**STATED PROBLEM**
Reproduce every line of all the records below, requests included, but rescale the bounding-box coordinates in the answers by multiplying each by 0.7 and rounding to a whole number, with halves rounded up. Leave the pictures out of your output.

**DATA SECTION**
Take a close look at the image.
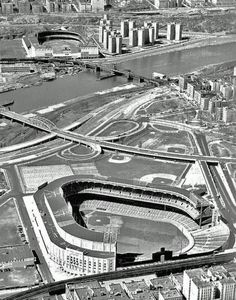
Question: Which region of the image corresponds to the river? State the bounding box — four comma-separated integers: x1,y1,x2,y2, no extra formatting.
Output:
0,42,236,112
119,42,236,77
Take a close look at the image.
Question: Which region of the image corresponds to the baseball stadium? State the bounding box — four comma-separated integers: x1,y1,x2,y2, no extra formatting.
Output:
32,175,229,276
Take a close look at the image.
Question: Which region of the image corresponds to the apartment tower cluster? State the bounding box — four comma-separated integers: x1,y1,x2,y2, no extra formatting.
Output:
166,23,183,41
179,67,236,123
120,20,159,47
99,15,122,54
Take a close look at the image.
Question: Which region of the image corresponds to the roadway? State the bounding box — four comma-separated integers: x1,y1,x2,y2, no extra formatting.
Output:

**RESPONSE TO THIS EXERCISE**
Take a close look at the image.
Question: Which region of the image corresponds to the river? State the bounding box — four comma-separated integers: x1,y1,x2,y2, no extra formatting.
Output:
0,29,165,78
83,29,165,54
Take a close look at the image.
Question: Which region of the image corresponds to the baseball stadium? State the bounding box — four comma-separated integers: x1,y1,x2,y2, no extra formatting.
Output:
22,123,160,193
Take a close look at the image.
Question: Which region of the image corresponds to the apartment tower cluster? State the bounding box — four comma-separated integers: x1,y1,x2,y2, no extra formatting.
Output:
116,16,128,29
125,47,165,86
84,14,111,33
69,11,85,38
Take a close look at the image.
Question: Which region of the image corresponds to the roadway? State the bounding box — four comma-separated integers: x1,y1,x2,y2, no extra formatting.
Output:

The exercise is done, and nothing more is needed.